## [Quoted passage]
○ ○ ○ ○ ○ ○ ○

Frentzen out of hospital
(GMMf1NET -- Oct.27) Former grand prix winner Heinz-Harald Frentzen left a German hospital on Wednesday after his heavy crash in a DTM race.

''I was getting bored,'' the 38-year-old, who was knocked out in the Hockenheim hit, said of his three-night stay with brain and other bruising.

''I feel fine under the circumstances.''








Schu takes wife for F1 spin
(GMMf1NET -- Oct.27)
Following Rubens Barrichello's final Ferrari fling, Michael Schumacher took a turn at the wheel of the novel three-seater F1 car.

At Fiorano, the seven time world champion gave rides to his wife Corinna, father Rolf, PR lady Sabine Kehm, manager Willi Weber, ex-'guru' Balbir Singh and one or two team members and engineers.

''Everyone had fun,'' Germany's Schumacher told La Gazzetta dello Sport, ''also my engineers who know every small detail of the car but not the thrill you feel inside.''

The scarlet three-seater, however - which clocked a top speed of 290kmh on the private test track - later developed an hydraulic problem.







2005 'not bad' - Karthikeyan
(GMMf1NET -- Oct.27) Although the public perception might be different, Narain Karthikeyan has described his rookie season in formula one as 'not bad'.

But the slender Indian says he has 'given up trying to educate' his home country about how success at the pinnacle of motor sport is not possible without a top car.

Karthikeyan, 29, became the first Indian ever to race in grands prix this year, for Jordan.

But he lamented to the 'DNA India' publication: ''It became difficult to keep explaining that there was little I could do on the grid.''

Expectations at home rose again when the long awaited 'new car' arrived at Monza. But Narain protests: ''It was hardly a new car -- just the old one with some new bodywork.''

Teammate Tiago Monteiro seemed to take most of the plaudits at the yellow-clad team -- he beat Karthikeyan to the Indianapolis podium, and enjoyed enviable reliability. The Portuguese also seemed to get along with team boss Colin Kolles, while he and Karthikeyan supposedly fell out.

But, over a single lap, 'NK' probably had the edge. Of the 24 qualifying laps in 2005, Karthikeyan was ahead 15:9.

Narain insists: ''I am quicker but (Monteiro) finished more.''








Bernie didn't buy Minardi
(GMMf1NET -- Oct.27) Paul Stoddart says Bernie Ecclestone didn't actually inject a single dollar into his ailing grand prix team in 2003.

Two years ago, the Australian's ailing Minardi team nearly collapsed when a supposed 'fighting fund' for small teams never materialized.

○ ○ ○ ○ ○ ○ ○

Dataset entries:
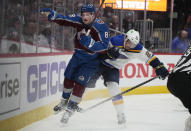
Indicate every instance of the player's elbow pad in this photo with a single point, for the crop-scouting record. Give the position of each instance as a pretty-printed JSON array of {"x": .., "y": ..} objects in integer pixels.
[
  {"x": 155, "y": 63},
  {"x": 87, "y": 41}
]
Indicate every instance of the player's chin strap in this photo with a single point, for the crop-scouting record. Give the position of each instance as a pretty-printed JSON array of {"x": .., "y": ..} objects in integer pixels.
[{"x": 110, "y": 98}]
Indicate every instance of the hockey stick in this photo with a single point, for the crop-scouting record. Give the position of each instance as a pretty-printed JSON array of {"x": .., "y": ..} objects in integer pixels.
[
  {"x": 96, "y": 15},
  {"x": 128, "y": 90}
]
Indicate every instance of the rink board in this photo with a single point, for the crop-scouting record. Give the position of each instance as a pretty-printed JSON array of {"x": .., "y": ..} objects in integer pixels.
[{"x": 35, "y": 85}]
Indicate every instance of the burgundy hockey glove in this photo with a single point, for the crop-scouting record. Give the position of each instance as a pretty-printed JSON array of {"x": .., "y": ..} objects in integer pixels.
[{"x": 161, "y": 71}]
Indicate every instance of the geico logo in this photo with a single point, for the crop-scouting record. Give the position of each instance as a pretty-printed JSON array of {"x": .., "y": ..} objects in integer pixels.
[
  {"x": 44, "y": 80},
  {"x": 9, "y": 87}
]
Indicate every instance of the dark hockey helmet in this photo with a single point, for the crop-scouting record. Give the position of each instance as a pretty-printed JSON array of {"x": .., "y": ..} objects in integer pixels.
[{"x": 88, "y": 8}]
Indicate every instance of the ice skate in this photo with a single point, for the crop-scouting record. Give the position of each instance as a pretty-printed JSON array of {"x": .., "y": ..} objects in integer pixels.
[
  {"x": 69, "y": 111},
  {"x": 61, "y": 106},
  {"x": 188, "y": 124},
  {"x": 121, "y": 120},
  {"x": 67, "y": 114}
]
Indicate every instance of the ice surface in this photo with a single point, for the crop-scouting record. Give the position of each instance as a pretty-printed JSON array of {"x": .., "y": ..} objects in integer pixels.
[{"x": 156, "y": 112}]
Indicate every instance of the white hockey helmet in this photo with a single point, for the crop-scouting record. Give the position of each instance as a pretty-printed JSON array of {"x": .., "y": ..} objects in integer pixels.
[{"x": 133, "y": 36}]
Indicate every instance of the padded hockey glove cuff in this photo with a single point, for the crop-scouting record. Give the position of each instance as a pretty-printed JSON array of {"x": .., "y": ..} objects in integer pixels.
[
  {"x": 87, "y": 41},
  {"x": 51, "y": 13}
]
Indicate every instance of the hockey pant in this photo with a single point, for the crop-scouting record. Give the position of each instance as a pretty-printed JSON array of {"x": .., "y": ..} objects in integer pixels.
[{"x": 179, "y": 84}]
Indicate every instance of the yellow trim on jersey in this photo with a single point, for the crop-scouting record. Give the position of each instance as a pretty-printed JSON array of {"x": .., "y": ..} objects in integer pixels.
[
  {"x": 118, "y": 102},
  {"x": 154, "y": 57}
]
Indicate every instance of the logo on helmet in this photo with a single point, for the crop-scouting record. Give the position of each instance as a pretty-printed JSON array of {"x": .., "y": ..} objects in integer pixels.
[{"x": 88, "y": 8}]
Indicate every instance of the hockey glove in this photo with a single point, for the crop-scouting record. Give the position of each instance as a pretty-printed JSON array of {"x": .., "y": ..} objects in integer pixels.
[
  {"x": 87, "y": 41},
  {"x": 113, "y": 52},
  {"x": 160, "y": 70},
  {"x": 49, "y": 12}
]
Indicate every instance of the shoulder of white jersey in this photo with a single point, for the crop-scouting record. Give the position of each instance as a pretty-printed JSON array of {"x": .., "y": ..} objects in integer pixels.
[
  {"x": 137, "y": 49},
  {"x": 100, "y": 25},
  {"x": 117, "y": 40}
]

○ ○ ○ ○ ○ ○ ○

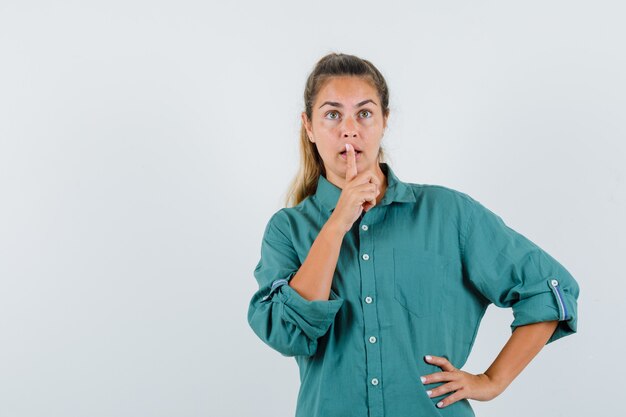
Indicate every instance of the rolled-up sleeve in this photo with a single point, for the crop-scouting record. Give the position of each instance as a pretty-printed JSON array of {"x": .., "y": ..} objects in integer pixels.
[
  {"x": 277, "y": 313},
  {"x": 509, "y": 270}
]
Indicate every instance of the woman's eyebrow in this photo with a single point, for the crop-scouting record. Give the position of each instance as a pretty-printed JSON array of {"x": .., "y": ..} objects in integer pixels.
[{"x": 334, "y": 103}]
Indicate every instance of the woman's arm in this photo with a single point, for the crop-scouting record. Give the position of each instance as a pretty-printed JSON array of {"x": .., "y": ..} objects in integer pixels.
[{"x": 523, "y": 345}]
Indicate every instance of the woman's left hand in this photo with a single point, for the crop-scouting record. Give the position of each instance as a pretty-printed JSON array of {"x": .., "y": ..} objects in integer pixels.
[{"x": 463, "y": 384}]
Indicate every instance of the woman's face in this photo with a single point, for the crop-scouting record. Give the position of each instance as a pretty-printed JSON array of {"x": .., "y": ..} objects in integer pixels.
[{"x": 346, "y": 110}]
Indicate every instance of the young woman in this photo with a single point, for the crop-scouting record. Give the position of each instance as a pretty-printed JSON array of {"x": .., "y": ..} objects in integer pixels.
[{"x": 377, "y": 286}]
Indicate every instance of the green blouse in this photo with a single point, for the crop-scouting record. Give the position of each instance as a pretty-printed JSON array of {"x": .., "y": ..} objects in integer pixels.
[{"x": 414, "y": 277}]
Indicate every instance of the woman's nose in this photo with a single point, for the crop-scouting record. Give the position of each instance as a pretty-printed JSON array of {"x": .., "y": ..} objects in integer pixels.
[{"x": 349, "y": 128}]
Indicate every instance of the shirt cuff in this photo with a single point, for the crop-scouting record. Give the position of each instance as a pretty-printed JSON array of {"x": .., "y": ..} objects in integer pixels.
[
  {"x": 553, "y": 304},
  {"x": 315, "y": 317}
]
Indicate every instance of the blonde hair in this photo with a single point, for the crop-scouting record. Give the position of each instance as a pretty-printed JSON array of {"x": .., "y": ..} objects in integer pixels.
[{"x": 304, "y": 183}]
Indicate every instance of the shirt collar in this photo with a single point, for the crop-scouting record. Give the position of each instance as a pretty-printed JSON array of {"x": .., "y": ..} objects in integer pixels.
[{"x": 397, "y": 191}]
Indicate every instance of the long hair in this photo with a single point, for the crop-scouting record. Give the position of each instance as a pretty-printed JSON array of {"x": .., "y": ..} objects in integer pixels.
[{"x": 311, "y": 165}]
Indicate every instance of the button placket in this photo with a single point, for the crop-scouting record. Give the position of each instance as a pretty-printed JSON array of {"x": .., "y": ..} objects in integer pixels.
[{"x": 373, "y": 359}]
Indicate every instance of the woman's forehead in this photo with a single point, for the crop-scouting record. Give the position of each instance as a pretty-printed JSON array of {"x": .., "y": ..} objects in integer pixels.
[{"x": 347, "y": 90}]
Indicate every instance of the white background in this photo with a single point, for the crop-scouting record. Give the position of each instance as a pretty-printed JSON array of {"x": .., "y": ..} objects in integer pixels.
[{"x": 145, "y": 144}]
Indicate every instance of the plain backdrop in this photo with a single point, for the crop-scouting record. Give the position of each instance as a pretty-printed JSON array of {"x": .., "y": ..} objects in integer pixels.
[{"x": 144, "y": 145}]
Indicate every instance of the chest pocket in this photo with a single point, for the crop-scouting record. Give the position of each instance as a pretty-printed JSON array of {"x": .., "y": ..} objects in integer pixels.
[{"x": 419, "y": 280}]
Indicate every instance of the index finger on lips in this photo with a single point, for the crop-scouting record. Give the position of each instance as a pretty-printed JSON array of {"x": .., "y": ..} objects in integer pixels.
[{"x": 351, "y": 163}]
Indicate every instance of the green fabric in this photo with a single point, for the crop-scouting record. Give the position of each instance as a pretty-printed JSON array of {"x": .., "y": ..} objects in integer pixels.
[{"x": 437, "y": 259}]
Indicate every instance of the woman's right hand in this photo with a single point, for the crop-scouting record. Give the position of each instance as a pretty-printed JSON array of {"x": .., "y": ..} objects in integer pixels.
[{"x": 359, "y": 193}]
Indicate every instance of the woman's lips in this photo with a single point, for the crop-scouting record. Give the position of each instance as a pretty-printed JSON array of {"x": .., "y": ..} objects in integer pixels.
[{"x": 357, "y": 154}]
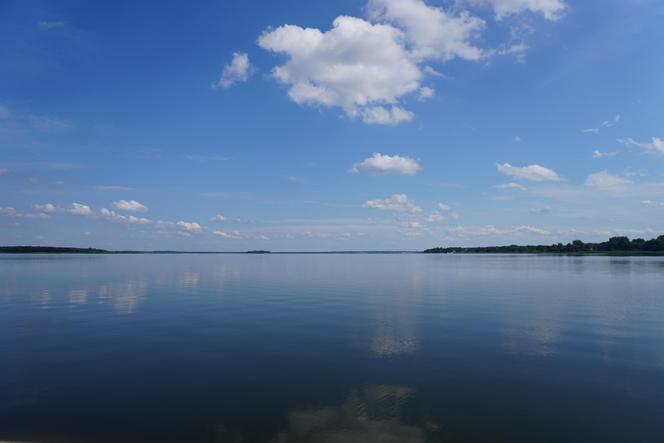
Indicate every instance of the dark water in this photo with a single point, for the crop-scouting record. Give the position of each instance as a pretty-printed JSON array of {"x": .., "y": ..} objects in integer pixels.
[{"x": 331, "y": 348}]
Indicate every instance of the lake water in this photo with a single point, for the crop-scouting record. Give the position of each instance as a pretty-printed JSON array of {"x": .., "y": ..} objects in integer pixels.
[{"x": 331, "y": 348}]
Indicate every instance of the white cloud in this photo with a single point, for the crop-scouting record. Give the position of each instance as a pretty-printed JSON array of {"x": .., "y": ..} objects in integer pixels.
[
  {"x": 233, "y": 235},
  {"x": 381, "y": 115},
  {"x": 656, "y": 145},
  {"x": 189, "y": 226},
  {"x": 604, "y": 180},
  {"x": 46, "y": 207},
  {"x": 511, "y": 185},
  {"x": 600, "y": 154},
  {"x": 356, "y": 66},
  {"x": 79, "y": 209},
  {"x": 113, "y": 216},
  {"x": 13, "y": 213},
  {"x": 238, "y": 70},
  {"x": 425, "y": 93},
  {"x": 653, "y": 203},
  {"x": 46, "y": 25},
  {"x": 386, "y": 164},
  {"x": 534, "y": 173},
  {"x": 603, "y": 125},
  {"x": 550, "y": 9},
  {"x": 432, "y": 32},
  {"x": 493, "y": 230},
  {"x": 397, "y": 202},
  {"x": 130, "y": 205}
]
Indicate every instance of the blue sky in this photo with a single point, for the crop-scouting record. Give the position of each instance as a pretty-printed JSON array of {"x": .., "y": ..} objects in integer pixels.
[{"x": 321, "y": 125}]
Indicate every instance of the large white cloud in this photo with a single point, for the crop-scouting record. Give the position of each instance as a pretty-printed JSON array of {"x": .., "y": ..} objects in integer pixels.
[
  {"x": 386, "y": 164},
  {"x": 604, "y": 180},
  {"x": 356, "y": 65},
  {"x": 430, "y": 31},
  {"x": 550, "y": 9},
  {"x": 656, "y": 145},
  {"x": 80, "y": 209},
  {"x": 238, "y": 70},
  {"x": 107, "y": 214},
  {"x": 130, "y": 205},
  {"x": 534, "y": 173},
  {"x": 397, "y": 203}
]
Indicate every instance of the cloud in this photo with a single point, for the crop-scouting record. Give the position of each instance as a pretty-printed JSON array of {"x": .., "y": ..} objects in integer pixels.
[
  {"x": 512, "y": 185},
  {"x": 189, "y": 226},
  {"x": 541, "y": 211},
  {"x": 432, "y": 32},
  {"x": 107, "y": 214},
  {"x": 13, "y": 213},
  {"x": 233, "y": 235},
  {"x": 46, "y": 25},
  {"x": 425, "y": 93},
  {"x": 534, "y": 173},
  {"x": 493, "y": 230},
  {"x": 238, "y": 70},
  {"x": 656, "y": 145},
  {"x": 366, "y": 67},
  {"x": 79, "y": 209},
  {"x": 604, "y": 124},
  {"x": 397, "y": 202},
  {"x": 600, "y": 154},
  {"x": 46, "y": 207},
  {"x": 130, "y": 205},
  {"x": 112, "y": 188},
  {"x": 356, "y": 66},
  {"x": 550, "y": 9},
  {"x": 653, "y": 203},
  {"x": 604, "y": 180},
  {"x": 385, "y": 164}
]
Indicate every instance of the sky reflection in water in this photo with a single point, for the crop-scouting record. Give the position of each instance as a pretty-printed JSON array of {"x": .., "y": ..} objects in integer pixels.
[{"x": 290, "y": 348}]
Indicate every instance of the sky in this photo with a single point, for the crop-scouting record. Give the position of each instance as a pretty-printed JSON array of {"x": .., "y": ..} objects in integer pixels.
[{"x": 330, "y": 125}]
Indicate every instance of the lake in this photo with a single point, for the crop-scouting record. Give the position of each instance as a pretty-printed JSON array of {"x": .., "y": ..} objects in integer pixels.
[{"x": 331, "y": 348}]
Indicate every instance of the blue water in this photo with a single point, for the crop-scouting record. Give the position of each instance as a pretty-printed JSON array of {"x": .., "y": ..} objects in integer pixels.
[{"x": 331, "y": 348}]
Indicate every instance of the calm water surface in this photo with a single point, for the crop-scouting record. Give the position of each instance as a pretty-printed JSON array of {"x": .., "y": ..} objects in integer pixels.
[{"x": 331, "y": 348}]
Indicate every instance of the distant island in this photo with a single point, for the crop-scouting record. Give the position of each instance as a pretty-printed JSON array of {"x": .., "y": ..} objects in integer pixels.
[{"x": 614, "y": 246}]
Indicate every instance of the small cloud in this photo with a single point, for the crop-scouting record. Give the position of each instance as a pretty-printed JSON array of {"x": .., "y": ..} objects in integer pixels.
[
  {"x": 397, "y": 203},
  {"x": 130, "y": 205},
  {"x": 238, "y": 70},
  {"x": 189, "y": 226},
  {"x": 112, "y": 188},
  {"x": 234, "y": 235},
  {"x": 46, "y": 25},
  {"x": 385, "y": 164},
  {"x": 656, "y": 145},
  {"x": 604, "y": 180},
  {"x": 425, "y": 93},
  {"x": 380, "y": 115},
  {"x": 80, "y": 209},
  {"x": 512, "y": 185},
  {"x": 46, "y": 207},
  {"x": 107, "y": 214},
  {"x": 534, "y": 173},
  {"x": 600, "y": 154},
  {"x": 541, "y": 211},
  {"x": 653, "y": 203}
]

○ ○ ○ ○ ○ ○ ○

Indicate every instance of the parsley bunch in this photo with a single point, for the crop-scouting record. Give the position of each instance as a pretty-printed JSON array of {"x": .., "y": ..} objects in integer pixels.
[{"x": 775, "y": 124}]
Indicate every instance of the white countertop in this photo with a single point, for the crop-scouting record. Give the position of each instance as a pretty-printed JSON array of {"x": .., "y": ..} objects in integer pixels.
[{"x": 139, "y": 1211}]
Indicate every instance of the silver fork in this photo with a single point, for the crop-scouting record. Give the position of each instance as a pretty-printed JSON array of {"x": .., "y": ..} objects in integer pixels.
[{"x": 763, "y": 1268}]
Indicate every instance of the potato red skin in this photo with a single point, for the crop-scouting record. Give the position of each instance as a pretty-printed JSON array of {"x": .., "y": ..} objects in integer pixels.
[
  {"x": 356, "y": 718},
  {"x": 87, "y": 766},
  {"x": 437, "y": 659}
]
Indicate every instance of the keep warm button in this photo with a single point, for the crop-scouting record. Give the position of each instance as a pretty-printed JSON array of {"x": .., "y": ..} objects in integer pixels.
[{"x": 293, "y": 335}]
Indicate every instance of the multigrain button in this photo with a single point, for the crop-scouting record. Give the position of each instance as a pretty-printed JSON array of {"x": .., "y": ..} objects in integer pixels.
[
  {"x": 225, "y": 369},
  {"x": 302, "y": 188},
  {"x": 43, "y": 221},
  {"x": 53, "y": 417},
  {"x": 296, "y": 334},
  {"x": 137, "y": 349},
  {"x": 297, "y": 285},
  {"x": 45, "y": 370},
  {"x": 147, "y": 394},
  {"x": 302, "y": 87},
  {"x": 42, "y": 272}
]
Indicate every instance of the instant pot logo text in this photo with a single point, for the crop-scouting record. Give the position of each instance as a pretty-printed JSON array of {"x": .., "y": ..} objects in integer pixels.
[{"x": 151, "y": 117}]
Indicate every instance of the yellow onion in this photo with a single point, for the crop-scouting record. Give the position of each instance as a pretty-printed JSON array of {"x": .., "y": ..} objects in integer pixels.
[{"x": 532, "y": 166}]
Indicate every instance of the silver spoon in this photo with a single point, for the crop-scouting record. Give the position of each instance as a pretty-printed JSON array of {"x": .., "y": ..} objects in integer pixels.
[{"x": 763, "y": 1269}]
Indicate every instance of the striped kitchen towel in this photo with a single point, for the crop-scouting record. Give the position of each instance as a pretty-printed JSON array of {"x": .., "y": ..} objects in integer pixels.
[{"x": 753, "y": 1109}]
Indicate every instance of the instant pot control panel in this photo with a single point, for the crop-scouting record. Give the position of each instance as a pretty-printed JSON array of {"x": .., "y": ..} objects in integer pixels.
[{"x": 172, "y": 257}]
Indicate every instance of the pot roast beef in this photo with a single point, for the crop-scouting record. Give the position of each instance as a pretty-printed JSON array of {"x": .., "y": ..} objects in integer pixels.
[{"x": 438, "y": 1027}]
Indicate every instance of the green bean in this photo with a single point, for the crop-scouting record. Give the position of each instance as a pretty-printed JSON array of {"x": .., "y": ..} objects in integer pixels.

○ ○ ○ ○ ○ ○ ○

## [Assigned task]
Write what comes next in the Formula One news roundup, continuing from its final sentence. This data comes from a source separate from the Formula One news roundup.

## [Answer for the task]
The story faded when Ecclestone, the F1 supremo, reportedly ploughed $4m into Minardi's bank account. But that, Paul Stoddart now says, is not exactly the way it went.

''He didn't actually put any money in the team,'' the Minardi boss - who has sold to Red Bull - told Motorsport Aktuell.

''But just having Bernie behind us boosted our reputation so much that we suddenly generated new incomes.

''So I never actually had to accept his offer.''

Because Ecclestone came through for F1's smallest team in its darkest hour, Stoddart will always have an affection for the little Briton.

Stoddart admits to now lamenting his sale of the team, but - really - he had no choice.

With all the news about an eleventh (or twelfth) team in the air, Minardi faced the possibility of receiving no FIA prize income for being outside the top-10 constructors.

But Paul insists that he did not cry when he finally sold out.

''I wasn't far from it, though,'' he admitted.








Ron Walker causes a stir
(GMMf1NET -- Oct.27) Australian grand prix corporation boss Ron Walker has found himself at the centre of a media controversy.

TV media watchdog 'Media Watch' questioned the way an article in Melbourne's 'The Age' newspaper had mysteriously been changed just minutes after it was published.

The original online article was called: 'Grand Prix benefits a 'ludicrous exaggeration'. The story referred to critics of a report that the annual formula one race in Melbourne pumped $175m into the economy.

Mere minutes later, though, the story had been replaced. The new headline read: 'Grand Prix pumps $175m into state economy'.

Who, you might be thinking, is the chairman of Fairfax, publisher of The Age? Ron Walker.

''No one had any influence on the story beyond the editorial staff of The Age,'' Age editor Mike Van Niekerk insisted.